*INSTRUCTIONS*
1) Answer these questions using the essay on a unified public service:
(a) How many years ago did the author move from local government to run a government agency?
(b) Which body is suggesting that a single unified public service be created?
(c) Until what year did Lord Bichard chair the National Audit Office?
2) Retype part of the essay on a unified public service word for word. Begin at the words "A unified service" and stop after "on with it!".
3) Summarize the essay on a unified public service in two sentences.

Michael Bichard (second from right) addressing civil servants in 1997 as Department for Education and Employment perm sec with the incoming Labour ministerial team. From left to right: Andrew Smith, Baroness Blackstone, Estelle Morris, Kim Howells, Stephens Byers, Alan Howarth, Michael Bichard, David Blunkett Photo: Alamy
Thirty years ago I moved from being a chief executive in local government to run one of the government’s largest agencies. At the time such a move was unheard of and many of my new civil service colleagues assumed that I would in due course recross the great divide. Some were disappointed that I chose to stay! Years before, when I began my career in local government, it was equally unusual to switch between county boroughs, county councils and districts. Each had their own culture and when I joined a county council from a county borough, I experienced what it must be like to be a scholarship boy at a public school.
So, why do these anecdotes matter and why is the Commission for Smart Government suggesting that we should once and for all banish these bureaucratic divides by creating just one unified public service? First of all because these artificial boundaries work to the disadvantage of citizens by reinforcing the fragmented nature of our public services. They make it less likely that services will be ‘joined up’ in ways that make sense to real people with real life problems which don’t easily fit the rigid bureaucratic boxes we create. The boundaries mean that providers do not see themselves as part of a common purpose and consequently services are less accessible, more siloed and even, on occasions, in competition. Real people want quality services defined by their needs, not by the providers’ convenience and outdated structures.
Many will be quick to point to evidence which shows that the wall between the civil service and local government is not as impenetrable as it once was. But it does still exist and is one of the reasons why the centre is reluctant to devolve power and responsibilities to localities. During the pandemic we have seen too many examples of the centre failing to trust local providers. Data has not been shared; services have been over centralised and local knowledge has been ignored in part, at least, because officials do not see themselves as part of a common enterprise. And, sadly on this occasion, lives have been lost as a consequence. A unified public service would create the sense of common purpose you need in a crisis and make it more likely that information and power was shared if that benefits the citizen.
A unified service would also help ensure that specialist knowledge was easily shared; that the diversity of experience which exists in different parts of the sector was used to enhance creativity and innovation and that there was common training available to all public service workers. Finally, it would reduce the likelihood of blame being shifted or borders being defended in ways which use up scarce resources and energy and leave the public in despair. The change will take time but it is already long overdue. Let’s just get on with it!
Lord Bichard KCB is a crossbench peer in the House of Lords and until 2021 was chair of the National Audit Office. He was formerly permanent secretary at the Department for Education and the first Director of the Institute for Government. Before moving to the Department for Education, Bichard was chief executive of Brent Council and Gloucestershire County Council, then chief executive of the Benefits Agency.

*DATASET*

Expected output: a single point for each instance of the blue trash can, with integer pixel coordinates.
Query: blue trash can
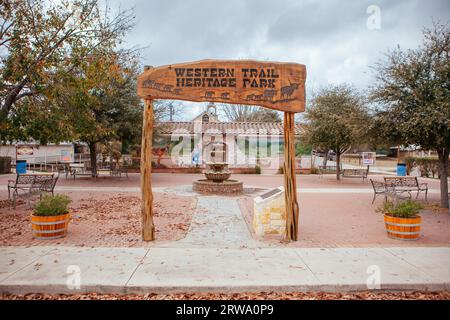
(21, 166)
(401, 169)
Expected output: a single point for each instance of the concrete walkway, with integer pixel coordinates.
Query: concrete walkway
(219, 255)
(168, 270)
(217, 223)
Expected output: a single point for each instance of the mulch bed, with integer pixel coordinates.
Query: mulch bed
(416, 295)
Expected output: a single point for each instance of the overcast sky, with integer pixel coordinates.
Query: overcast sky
(336, 40)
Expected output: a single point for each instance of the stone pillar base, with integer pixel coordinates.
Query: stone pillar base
(269, 215)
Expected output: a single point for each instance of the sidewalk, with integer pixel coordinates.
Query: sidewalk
(172, 270)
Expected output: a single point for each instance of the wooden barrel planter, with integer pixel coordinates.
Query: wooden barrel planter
(403, 228)
(50, 227)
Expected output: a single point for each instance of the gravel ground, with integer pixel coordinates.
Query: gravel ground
(103, 219)
(417, 295)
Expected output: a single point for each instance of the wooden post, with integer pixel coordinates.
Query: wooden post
(290, 185)
(148, 229)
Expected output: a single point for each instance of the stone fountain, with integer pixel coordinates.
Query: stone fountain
(218, 180)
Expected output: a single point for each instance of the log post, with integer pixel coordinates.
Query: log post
(148, 228)
(290, 185)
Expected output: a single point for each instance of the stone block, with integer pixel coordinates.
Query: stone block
(269, 215)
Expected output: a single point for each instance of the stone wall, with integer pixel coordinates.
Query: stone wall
(269, 216)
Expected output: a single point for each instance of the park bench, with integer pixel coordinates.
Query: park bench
(406, 184)
(78, 169)
(327, 169)
(355, 173)
(28, 185)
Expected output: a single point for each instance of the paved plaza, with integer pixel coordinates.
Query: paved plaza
(342, 247)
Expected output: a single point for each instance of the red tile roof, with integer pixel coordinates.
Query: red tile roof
(233, 128)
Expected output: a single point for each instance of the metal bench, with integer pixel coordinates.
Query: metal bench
(28, 185)
(355, 173)
(327, 170)
(406, 184)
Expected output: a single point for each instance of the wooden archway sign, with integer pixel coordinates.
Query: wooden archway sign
(274, 85)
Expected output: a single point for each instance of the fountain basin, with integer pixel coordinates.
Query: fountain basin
(224, 187)
(217, 177)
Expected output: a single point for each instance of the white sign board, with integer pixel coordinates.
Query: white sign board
(369, 158)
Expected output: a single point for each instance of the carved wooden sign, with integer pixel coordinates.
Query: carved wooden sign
(275, 85)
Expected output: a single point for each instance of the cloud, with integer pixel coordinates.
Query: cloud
(330, 37)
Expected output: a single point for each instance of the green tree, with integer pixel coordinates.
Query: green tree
(39, 37)
(336, 119)
(99, 100)
(413, 97)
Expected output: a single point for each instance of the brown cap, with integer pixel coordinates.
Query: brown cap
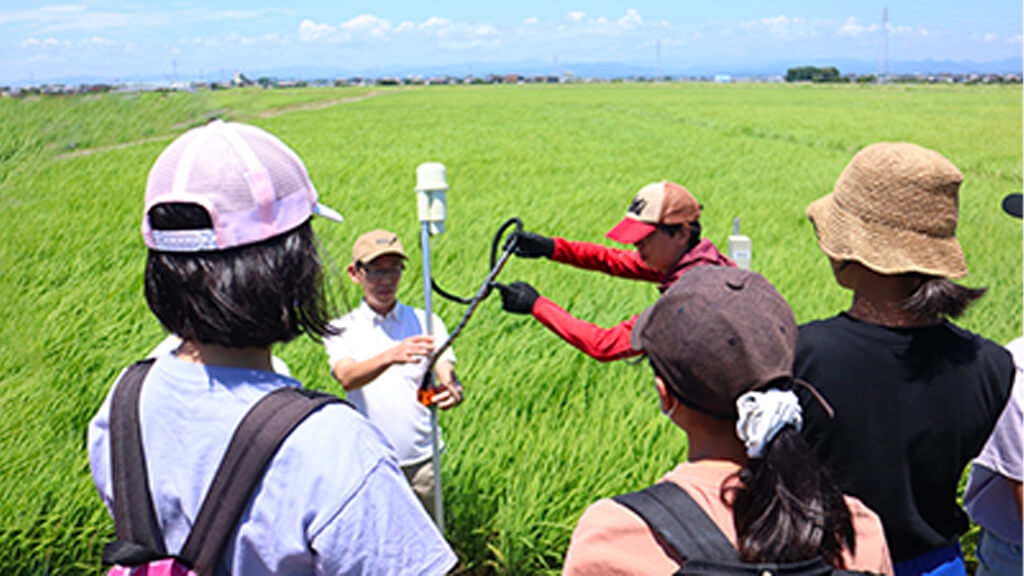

*ANSWER LIST*
1)
(a) Thirty years ago.
(b) The Commission for Smart Government.
(c) 2021.

2)
A unified service would also help ensure that specialist knowledge was easily shared; that the diversity of experience which exists in different parts of the sector was used to enhance creativity and innovation and that there was common training available to all public service workers. Finally, it would reduce the likelihood of blame being shifted or borders being defended in ways which use up scarce resources and energy and leave the public in despair. The change will take time but it is already long overdue. Let’s just get on with it!

3) The essay backs the Commission for Smart Government's proposal to replace bureaucratic divides with one unified public service, arguing that the boundaries fragment services and work to the disadvantage of citizens. It points to the pandemic, when the centre failed to trust local providers and data was not shared, and says a unified service would create common purpose, share specialist knowledge and offer common training.